─── 提示文

地方公共団体の計量行政への熱意に期待する

ハカリと検定制度の関わりは少しの遠回りをして理解することになる。日本でつくられるハカリの9割ほどは、取引または証明に関わらない分野で使用される。計量法の検定制度は取引または証明に関わる分野に関係して規定され、その分野で機能する。
 日本でつくられるハカリの数量の8割ほどは、台所で使われる料理用ハカリ、平型の体重測定器でヘルスメーターと一般に呼ばれているハカリが占める。病院や学校で体重測定用に使われるハカリは、証明のための計量という規定になっているので、計量法の検定を受けたものでなければならない。このような形で供給され使われる体重計は、体重計全体の数量の1割にたっしない。
 製造されるハカリの数量のうち9割ほどは検定を受けずに使ってよい分野に供給される。ハカリの1割ほど(生産数量の1割ほど)は、商店における面前計量用など取引証明用のハカリとして、供給される。ここにおいて供給という言葉は必ずしも正確ではない。ハカリが取引または証明に用いられる場合には、そのハカリの使用者あるいは所有者は、そのハカリの検定を自らの責任で受検し、これに合格しなければならないのである。

──────
─── 記録の抜粋

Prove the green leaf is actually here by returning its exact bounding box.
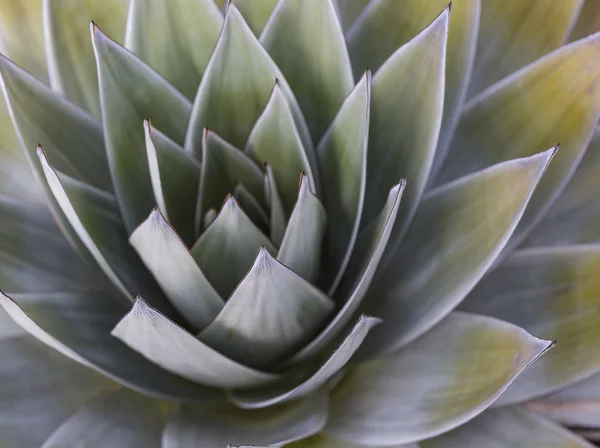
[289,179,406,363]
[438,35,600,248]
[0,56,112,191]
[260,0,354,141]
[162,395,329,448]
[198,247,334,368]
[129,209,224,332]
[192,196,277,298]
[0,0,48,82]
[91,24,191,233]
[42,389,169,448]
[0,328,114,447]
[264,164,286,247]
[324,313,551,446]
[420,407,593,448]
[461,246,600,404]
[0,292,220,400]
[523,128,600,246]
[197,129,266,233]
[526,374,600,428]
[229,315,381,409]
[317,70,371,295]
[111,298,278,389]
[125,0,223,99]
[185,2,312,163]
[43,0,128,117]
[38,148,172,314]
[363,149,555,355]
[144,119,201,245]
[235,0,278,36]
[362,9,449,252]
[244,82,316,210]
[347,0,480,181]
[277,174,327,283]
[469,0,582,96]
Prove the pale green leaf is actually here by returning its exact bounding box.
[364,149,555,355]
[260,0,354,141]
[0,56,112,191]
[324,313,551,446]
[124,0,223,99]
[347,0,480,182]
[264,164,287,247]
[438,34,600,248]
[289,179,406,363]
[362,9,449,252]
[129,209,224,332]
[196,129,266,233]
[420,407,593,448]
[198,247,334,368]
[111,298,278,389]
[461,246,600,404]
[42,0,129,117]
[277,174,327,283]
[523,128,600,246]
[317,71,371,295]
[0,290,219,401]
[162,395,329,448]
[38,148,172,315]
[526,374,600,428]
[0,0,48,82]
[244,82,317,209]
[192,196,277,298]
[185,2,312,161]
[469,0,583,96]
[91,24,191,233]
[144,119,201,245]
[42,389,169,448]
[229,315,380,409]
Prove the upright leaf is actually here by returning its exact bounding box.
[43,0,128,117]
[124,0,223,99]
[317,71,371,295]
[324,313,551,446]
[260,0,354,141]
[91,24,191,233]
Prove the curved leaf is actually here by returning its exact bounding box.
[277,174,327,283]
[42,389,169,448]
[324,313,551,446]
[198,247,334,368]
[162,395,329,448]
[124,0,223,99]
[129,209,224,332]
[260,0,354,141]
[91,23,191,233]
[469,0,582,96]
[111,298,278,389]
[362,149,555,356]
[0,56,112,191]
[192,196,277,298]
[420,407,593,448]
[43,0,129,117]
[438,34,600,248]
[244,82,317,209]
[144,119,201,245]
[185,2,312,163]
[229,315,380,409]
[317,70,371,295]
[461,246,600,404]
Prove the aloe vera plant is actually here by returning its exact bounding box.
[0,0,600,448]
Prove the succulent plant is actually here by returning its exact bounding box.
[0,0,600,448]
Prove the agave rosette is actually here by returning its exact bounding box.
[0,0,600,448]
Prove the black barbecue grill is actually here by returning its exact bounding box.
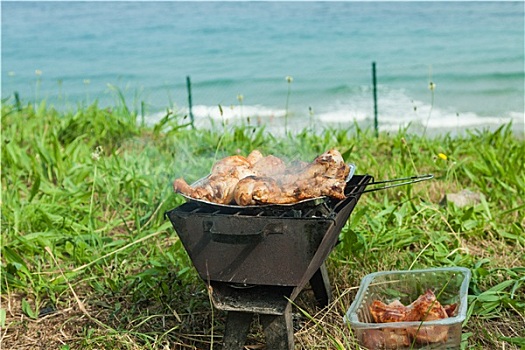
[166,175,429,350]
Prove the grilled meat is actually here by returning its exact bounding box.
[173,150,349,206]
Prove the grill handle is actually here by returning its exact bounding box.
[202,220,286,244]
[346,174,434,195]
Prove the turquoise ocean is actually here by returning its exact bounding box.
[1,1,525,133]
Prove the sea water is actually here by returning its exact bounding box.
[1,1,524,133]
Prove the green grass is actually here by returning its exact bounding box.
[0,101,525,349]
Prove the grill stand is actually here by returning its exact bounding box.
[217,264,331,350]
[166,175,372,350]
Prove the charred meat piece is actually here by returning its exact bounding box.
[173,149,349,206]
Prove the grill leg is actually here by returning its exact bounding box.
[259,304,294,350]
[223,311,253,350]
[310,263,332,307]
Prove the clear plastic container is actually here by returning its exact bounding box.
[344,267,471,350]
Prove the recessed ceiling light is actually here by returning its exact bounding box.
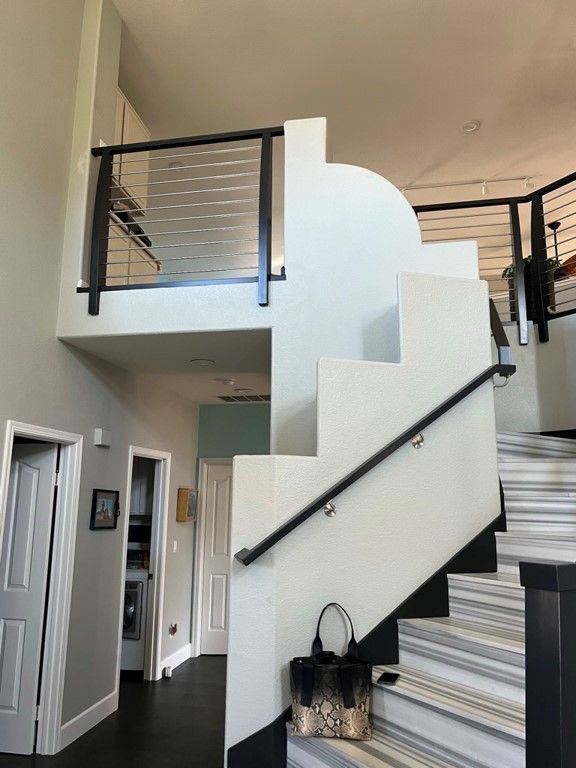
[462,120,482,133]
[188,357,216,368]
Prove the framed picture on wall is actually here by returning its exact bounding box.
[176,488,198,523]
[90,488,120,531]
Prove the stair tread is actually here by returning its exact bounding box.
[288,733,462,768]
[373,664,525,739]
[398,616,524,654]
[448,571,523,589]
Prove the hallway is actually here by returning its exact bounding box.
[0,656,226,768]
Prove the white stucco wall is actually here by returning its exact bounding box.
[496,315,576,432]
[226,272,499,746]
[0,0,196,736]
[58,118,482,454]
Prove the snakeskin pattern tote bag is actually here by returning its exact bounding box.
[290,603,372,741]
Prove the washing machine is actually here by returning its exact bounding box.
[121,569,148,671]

──────
─── 記録の抜粋

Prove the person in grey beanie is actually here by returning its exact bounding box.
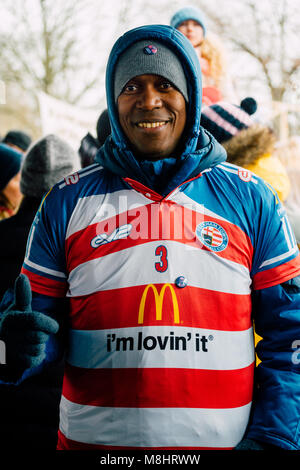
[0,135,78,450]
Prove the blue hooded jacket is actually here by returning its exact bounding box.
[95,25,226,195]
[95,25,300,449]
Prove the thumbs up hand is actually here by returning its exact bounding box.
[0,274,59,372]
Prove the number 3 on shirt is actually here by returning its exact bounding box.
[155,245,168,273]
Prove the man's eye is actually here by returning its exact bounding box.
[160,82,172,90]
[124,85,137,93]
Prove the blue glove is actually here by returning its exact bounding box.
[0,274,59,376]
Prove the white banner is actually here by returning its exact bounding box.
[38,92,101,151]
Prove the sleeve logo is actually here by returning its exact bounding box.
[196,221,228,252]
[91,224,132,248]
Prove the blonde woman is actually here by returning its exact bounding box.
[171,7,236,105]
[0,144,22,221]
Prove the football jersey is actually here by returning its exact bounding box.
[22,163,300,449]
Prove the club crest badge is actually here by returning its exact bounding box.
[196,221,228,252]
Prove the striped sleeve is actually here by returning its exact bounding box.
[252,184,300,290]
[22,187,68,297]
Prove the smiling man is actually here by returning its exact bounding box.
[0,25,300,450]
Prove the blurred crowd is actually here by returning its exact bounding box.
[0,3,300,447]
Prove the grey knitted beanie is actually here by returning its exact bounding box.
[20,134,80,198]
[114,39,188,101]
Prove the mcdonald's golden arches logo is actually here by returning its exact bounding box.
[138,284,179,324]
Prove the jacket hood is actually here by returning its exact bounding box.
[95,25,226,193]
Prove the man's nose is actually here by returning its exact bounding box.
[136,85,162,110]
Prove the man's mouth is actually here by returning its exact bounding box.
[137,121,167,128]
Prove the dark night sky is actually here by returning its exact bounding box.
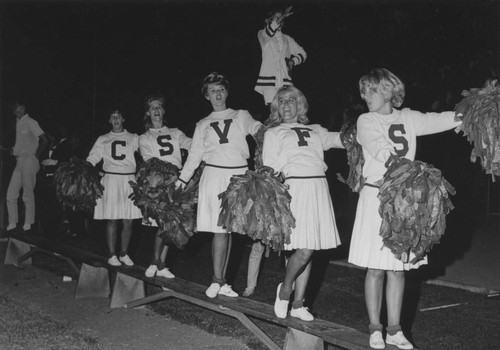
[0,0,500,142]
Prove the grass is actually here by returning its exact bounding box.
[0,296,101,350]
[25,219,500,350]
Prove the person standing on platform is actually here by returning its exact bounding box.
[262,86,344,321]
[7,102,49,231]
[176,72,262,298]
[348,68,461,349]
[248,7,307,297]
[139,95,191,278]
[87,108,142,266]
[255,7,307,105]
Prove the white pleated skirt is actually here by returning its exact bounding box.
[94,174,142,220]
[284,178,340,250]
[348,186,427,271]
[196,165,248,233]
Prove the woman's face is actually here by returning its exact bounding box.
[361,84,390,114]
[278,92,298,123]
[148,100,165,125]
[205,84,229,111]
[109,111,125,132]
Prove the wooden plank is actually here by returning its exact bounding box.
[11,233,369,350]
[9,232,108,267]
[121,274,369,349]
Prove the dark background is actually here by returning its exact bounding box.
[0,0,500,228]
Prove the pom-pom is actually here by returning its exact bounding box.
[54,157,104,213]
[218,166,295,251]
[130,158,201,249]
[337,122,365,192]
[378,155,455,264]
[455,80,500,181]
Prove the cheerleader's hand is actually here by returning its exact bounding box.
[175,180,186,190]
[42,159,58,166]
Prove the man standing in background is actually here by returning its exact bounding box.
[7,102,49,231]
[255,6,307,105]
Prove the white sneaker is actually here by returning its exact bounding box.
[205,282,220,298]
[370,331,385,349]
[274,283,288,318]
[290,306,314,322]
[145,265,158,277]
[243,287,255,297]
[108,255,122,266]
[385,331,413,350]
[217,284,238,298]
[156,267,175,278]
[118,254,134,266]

──────
─── 記録の抜粋

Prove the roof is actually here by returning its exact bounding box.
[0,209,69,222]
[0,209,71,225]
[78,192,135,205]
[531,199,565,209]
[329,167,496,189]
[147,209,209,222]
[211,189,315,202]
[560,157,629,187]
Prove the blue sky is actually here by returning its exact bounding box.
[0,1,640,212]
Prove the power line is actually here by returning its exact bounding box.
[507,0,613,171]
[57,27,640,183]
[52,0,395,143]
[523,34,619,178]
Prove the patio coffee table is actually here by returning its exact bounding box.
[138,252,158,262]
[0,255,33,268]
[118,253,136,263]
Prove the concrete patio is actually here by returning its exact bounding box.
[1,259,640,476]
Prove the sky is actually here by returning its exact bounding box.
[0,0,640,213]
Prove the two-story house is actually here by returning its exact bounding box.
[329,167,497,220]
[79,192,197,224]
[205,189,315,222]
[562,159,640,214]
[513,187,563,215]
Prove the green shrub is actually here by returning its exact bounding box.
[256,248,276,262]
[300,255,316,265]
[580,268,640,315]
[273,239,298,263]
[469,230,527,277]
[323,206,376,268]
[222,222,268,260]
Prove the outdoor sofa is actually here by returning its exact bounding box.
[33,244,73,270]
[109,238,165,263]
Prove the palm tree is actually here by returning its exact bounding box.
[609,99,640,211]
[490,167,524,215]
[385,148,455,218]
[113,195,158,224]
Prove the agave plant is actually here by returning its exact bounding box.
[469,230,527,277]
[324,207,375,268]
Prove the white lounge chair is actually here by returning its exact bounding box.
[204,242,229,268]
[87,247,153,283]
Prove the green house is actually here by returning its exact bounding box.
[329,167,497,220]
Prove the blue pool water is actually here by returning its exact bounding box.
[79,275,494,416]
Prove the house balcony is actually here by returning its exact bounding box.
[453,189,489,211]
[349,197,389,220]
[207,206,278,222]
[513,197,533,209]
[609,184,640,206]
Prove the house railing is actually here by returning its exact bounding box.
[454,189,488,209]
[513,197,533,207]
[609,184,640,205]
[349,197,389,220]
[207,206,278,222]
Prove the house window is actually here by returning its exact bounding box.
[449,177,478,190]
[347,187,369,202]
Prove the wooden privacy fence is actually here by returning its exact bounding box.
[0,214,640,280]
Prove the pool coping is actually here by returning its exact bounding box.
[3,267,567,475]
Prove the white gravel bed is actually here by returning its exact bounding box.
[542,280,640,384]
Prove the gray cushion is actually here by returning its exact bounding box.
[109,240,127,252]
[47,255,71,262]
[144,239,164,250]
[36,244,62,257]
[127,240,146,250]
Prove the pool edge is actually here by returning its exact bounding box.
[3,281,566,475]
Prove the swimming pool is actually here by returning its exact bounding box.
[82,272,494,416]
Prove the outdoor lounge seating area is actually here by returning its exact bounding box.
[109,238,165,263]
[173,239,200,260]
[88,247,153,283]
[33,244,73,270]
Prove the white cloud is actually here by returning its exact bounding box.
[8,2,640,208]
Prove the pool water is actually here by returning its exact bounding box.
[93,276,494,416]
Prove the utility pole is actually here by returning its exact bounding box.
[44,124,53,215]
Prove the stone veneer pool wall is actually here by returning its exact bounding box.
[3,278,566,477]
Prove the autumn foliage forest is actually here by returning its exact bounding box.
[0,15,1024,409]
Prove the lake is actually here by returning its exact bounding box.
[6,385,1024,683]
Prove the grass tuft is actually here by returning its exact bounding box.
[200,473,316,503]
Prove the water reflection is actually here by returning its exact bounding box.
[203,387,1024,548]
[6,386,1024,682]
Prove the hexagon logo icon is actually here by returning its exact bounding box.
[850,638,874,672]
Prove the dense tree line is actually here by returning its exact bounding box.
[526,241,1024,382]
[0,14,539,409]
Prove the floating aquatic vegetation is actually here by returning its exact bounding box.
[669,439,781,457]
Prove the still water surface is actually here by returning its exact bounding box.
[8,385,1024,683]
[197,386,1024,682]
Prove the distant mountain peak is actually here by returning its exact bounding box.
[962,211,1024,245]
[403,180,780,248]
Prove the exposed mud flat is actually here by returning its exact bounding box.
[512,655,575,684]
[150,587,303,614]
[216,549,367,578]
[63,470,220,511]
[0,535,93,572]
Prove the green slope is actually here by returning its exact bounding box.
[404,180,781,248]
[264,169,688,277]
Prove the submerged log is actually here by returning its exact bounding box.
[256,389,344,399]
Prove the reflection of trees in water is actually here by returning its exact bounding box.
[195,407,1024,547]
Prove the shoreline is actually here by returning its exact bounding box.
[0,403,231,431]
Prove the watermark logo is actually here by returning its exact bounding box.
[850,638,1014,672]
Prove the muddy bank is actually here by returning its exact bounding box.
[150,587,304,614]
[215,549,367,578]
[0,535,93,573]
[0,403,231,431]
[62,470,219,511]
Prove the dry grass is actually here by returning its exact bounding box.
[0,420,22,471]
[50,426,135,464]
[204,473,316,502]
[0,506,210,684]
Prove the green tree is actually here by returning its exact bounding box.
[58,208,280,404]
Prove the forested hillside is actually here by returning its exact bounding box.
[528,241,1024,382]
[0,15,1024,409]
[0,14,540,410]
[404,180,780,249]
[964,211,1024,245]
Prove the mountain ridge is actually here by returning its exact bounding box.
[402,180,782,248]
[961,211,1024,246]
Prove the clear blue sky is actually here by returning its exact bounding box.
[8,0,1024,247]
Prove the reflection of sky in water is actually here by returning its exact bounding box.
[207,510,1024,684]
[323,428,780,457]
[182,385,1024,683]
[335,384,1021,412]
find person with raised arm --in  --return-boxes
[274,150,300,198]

──────

依頼内容: ハカリと計量法の検定制度についての文章の続きを、最後の文の後から書いてください。

最終回答:
 ハカリが全品、検定に合格していなければならない時代があった。供給されるハカリは、供給時点で検定を受けこれに合格していること、というしくみの時代である。これを一般にメーカー検定と呼んでいた。その後にハカリの検定が取引と証明分野という限定がつけられたことによって、その検定受検の義務がハカリの使用者に移されたために、これをユーザー検定制度というようになった。この言葉はこれが当たり前のようになっているために今はほとんど用いられない。
 ハカリには検定制度にからんで込み入った規定があり、精密さが非常に高い分野のものは検定の対象から外されている。またはかりの最大はかれる量に比べはかりの載せ台が小さいものなども同じである。精密さがうんと高い物と、目盛りが粗い物は、計量法の検定を受けることなく、取引・証明に用いることができる、という事実がある。このことに関係しては、そのハカリを使用する分野で取引の双方について計量の整合性について合意がなされていることが求められる。
 ハカリの生産数量の8割を超える料理用ハカリ、ヘルスメーターには計量法の検定制度とは別の枠で、家庭用特定計量器という概念が設けられて、この概念のもとでハカリの丈夫さと精密さを確保する方式が運用されてきた。これらの家庭用のハカリは、検定を受けていないので、取引と証明に用いることはできない。しかしこうした知識がない使用者が、家庭用ハカリを取引と証明の分野で使用しているという計量法違反の実例は多い。
 ハカリと計量法ということでは、検定を受けて取引・証明分野で使用されているハカリは、定期検査といって2年に1度の検査を受けてこれに合格しなければならない。定期検査における器差の合格条件は検定時の精密さの2分の1(2倍の粗さ)である。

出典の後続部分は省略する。